* **What you need to do**
Drop the pictures, then extract the listing word for word.

* **Input**
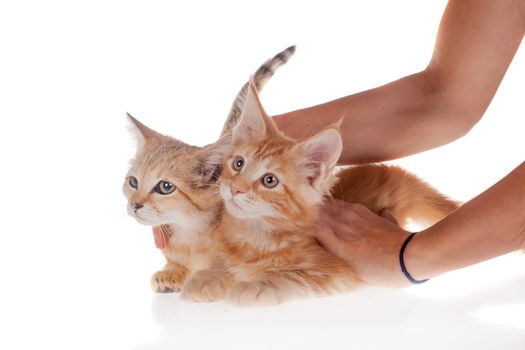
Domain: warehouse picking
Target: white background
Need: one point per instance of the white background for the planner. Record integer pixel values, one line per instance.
(75, 269)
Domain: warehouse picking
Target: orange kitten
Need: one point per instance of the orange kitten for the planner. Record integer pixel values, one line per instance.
(273, 188)
(173, 187)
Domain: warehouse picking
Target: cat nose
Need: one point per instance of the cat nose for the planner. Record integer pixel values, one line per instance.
(235, 190)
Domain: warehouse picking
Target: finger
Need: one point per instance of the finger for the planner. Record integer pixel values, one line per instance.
(389, 215)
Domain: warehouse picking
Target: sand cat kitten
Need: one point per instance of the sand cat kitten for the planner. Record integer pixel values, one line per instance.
(273, 188)
(173, 187)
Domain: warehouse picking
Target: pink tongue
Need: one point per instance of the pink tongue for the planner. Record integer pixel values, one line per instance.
(162, 236)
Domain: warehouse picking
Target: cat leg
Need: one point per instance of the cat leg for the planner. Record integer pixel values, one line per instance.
(170, 279)
(208, 286)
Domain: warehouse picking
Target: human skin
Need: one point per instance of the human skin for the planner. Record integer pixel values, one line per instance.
(476, 42)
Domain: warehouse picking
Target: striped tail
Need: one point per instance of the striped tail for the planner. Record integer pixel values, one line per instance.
(260, 77)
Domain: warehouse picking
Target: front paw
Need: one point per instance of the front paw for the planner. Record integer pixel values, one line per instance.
(254, 294)
(205, 287)
(168, 281)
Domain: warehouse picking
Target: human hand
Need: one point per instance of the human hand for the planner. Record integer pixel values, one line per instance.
(370, 243)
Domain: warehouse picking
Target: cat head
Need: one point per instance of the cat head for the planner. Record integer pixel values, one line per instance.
(170, 182)
(269, 176)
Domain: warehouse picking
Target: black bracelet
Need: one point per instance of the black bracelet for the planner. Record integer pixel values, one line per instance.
(402, 260)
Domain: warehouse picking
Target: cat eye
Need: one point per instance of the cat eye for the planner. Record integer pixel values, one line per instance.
(165, 187)
(269, 180)
(133, 182)
(238, 163)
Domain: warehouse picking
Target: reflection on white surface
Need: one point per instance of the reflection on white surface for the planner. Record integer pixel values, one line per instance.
(368, 319)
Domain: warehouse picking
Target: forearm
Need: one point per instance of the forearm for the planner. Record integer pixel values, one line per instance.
(490, 225)
(476, 42)
(395, 120)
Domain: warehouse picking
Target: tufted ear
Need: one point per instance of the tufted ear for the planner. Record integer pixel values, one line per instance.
(207, 168)
(319, 154)
(254, 122)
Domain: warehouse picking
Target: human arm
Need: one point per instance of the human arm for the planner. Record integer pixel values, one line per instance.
(476, 42)
(489, 225)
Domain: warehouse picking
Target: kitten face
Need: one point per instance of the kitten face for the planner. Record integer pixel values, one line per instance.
(170, 182)
(269, 176)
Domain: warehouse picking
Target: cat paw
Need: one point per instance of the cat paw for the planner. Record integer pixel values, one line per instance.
(205, 288)
(250, 294)
(167, 281)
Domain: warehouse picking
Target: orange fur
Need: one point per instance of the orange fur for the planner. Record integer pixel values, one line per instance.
(265, 257)
(194, 209)
(382, 186)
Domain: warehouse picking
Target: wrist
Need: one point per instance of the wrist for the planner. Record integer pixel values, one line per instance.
(420, 258)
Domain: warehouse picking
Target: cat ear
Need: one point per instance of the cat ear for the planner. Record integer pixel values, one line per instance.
(319, 154)
(207, 167)
(143, 133)
(254, 123)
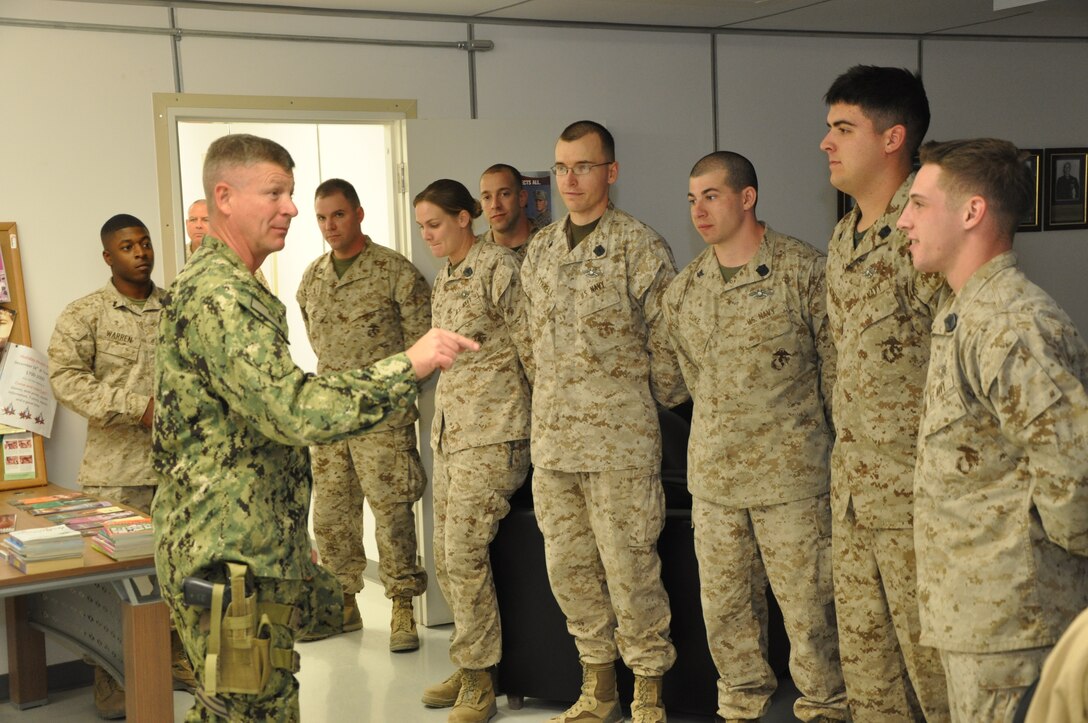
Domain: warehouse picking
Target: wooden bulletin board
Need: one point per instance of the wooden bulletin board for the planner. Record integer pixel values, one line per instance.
(13, 267)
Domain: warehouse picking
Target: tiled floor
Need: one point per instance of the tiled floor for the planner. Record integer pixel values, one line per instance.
(355, 677)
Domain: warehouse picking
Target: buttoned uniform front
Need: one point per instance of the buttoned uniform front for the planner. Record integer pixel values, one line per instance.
(1001, 491)
(379, 307)
(879, 309)
(233, 418)
(756, 356)
(603, 357)
(480, 436)
(520, 251)
(101, 365)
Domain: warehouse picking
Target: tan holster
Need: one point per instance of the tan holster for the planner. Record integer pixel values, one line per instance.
(240, 656)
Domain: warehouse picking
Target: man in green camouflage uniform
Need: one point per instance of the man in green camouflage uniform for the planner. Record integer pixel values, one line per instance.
(595, 281)
(231, 429)
(101, 365)
(503, 199)
(749, 323)
(362, 302)
(1001, 487)
(879, 309)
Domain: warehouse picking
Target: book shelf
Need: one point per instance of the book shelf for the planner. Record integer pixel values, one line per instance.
(21, 334)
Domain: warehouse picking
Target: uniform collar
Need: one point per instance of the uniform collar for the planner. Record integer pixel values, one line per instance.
(884, 229)
(948, 316)
(467, 267)
(121, 301)
(758, 267)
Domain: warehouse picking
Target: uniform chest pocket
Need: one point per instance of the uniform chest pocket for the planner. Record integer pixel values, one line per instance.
(460, 308)
(604, 320)
(882, 306)
(942, 411)
(119, 350)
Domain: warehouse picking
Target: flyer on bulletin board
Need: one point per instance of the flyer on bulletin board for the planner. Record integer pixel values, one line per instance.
(19, 456)
(26, 399)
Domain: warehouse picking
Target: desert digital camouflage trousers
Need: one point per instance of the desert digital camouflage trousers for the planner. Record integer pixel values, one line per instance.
(988, 686)
(472, 489)
(890, 676)
(320, 603)
(384, 469)
(794, 543)
(601, 533)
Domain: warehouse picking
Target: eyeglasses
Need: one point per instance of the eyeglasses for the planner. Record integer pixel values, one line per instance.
(578, 169)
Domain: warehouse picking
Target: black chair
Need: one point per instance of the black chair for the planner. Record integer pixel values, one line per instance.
(539, 655)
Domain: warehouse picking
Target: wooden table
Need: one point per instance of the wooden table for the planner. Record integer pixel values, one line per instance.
(109, 594)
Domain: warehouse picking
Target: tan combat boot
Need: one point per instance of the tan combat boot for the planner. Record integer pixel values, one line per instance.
(443, 695)
(403, 635)
(109, 696)
(647, 706)
(353, 619)
(598, 702)
(476, 702)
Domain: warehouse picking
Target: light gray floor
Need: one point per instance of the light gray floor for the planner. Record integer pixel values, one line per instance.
(355, 677)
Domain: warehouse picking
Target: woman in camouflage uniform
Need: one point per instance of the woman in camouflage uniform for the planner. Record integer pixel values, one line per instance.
(480, 435)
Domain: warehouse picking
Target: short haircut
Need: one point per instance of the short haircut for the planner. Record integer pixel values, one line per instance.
(739, 171)
(582, 128)
(450, 196)
(888, 96)
(333, 186)
(506, 167)
(240, 149)
(119, 222)
(990, 167)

* **Result of the exercise**
Domain: warehouse picking
Target: white background
Need: one point per instance of the white background for the planner. Record integer pixel values, one line per instance.
(75, 269)
Domain: warehouse picking
Target: orange kitten
Need: one point per instance of the orange kitten for the planner. Record integer pixel values, one line per instance.
(273, 188)
(173, 187)
Domain: warehouse picking
Target: cat nose
Need: one point per instance of the cat nose for the planner. Record integer pixel values, one line per instance.
(235, 190)
Domain: warehouse picking
Target: finger
Need: one point per instance of the finger for the planner. Record integer pixel values, one line per instance.
(389, 215)
Domain: warehouse picking
Target: sand cat kitten
Need: one point per instance of the sand cat kitten for the planner. Record integer pixel values, one line per instance.
(273, 188)
(173, 187)
Domain: warehouse picking
Target: pink tongue
Need: one point per instance of the pink tongue for the planner. Record integer pixel values, one line per instance.
(162, 236)
Domain: warehouse picking
Target: cat leg
Need: one point per instance of the cat leg for the planner. Record integer pixel values, one line per instance.
(170, 279)
(208, 286)
Domain: warehouse picking
Target: human skin
Need: one point per instance of the human skin for the planner. Record integer pixel values, one line per instance.
(476, 42)
Domain: warehouse picking
Target: striped tail
Need: one point per instance of the striped tail for the planner. Record integer pixel values, one line per instance.
(260, 77)
Domain: warehouse picking
Target: front paw
Need: one point per instance of the front paw for the planner. Record integer pixel values, one line per instance.
(254, 294)
(205, 287)
(168, 281)
Domain: warehouse picking
Target: human hand
Need: one point per instance of the human hand for the planner. Record integer pixel values, one line per instance.
(370, 243)
Domain: warehouse picking
Target: cat head
Need: one point per instance of the cat head for the planner. Record integer pixel values, one line per instance.
(170, 182)
(269, 176)
Domain: warehouse picking
Target: black bracelet
Need: one point per instance of the black bracelet for the planner. Record integer pixel values, one line per instance.
(402, 260)
Domain: warehouse picking
Target: cat eye
Need: one point per instance of the cat eye for the planner. Record integer pixel values, one line per instance.
(165, 187)
(269, 180)
(133, 182)
(238, 163)
Domain: warehouse picking
Target: reflection on white surface
Need: one point per instance of the reflection on white surface for the planner. Record integer pixel values, one line per instance.
(368, 319)
Domain: warehouse picking
Target: forearm
Need: one point per instance of the forearm for the planner. Record integer pixel values, one line per instance.
(490, 225)
(476, 42)
(395, 120)
Domain: warehouse picking
Target: tufted ear
Need: one point per instance of the tufted ear for the planner. Record integer pixel values, one line per instance.
(207, 168)
(319, 154)
(254, 122)
Domain: warehouse picking
Target: human arm
Need: one point per instance of the human arm for the planner. Record integer pixel values, one line per instance.
(476, 42)
(489, 225)
Domain: warehouse picking
Target: kitten face
Need: one point per instance of the kitten face for the planner. Record integer pixel values, one line per instance.
(170, 182)
(269, 176)
Domain: warehouse picking
Target: cat paw
Need: one point per instance of the cat paw for the planner. Record integer pixel values, one line per instance.
(205, 288)
(250, 294)
(167, 281)
Domain: warehouse picking
Target: orange fur
Need: one point per instance of the orange fur for the planner. Record integer pixel values, one line per instance.
(265, 257)
(194, 209)
(382, 186)
Domain: warehouse picking
Target: wrist
Need: one point per instance of the wrist for the planner. Record integer pixel values, one line per instance.
(420, 258)
Domain: warehouse picking
Target: cat ear
Need: one point per instance of the cat ear for the planner. Record integer pixel values, one line per instance.
(319, 154)
(207, 167)
(143, 133)
(254, 123)
Domain: warehouse picking
Target: wooden bulletin board
Need: one point per instance of the wooden bulletin board for the planner. Record integer pixel values, one line per instance.
(13, 267)
Domain: warehouse picking
Target: tiled floor
Need: one point per instance of the tiled floor for the planner. Record integer pixel values, one line per instance.
(355, 677)
Domain: warehouse picking
Target: buttoned uniform front
Need: one point per instance of the buttoned uniform front for the planner. Record integer pixel values, one line per instance.
(1001, 491)
(379, 307)
(879, 309)
(233, 418)
(756, 356)
(603, 357)
(480, 436)
(520, 251)
(101, 365)
Domain: warehouse picking
Target: tan holster
Need: one point per instance of the tan holster for the planner. Record integer pixel values, one line per instance.
(240, 656)
Domain: warehouse picking
Target: man in green camouflage uniform
Need: one point per instance of the man in green camouflage uniform for the planner. Record integer pixel values, one line per instance.
(595, 281)
(231, 429)
(101, 365)
(503, 199)
(749, 323)
(362, 302)
(1001, 487)
(879, 309)
Domain: warehouse picking
Target: book shelf
Need: one point per instance of the book shelf for the planner. Record integer pixel values, one line per instance.
(21, 334)
Domain: warehouse picking
Target: uniform collar
Need: one point per instance of the uniform collar for the planner. Record integer pixel values, one line per instance.
(884, 229)
(948, 316)
(467, 267)
(121, 301)
(758, 267)
Domain: warehouse picking
Target: uniform chest pocket
Need: one point per instance of the uniform chest pocket for the planner. Record integer pixel values, one line per instance.
(460, 308)
(604, 320)
(882, 306)
(942, 411)
(119, 350)
Domain: warehouse picking
Target: flyer on bulletin board
Need: one point per instance of the flyer on bulletin board for the planner. Record integer pixel values, one line per instance.
(19, 456)
(26, 399)
Domain: warehouse picking
Target: desert digital camouflage trousers
Need: one point per instance of the desert digital camouflage trousers for the planner. Record integer pixel values, one line per instance.
(988, 686)
(472, 489)
(890, 676)
(320, 603)
(384, 469)
(794, 543)
(601, 533)
Domain: warehouse picking
Target: eyeglasses
Need: one point per instance of the eyeglasses for the planner. Record integer pixel values, one line per instance.
(578, 169)
Domain: warehouse picking
Target: black chair
Need: one point per instance of the black chair for the planner. Record integer pixel values, one line per instance.
(539, 655)
Domain: warehouse picking
Target: wooden table
Need: one point per instance of the wooden table for the planner. Record integer pixel values, one line per instance.
(109, 594)
Domain: warehouse picking
Target: tan combat boot
Need: one point per instance of the tan combat boot for the planner. Record integer pixel values, one line per instance.
(443, 695)
(403, 635)
(109, 696)
(647, 706)
(353, 619)
(598, 702)
(476, 702)
Domain: warehouse picking
Target: light gray floor
Need: one point per instance of the light gray floor for the planner. Record integer pixel values, one line per instance.
(355, 677)
Domain: warehouse picking
Target: woman in camouflage uniform
Need: one point per instance of the woman in camouflage uniform for the planner. Record integer pixel values, one line per instance.
(480, 435)
Domain: warehouse picking
Target: short haircut
Need: one point per instance of the short haircut for the planner. Record integer pixel values, one line per instance.
(739, 171)
(582, 128)
(450, 196)
(888, 96)
(333, 186)
(506, 167)
(240, 149)
(119, 222)
(990, 167)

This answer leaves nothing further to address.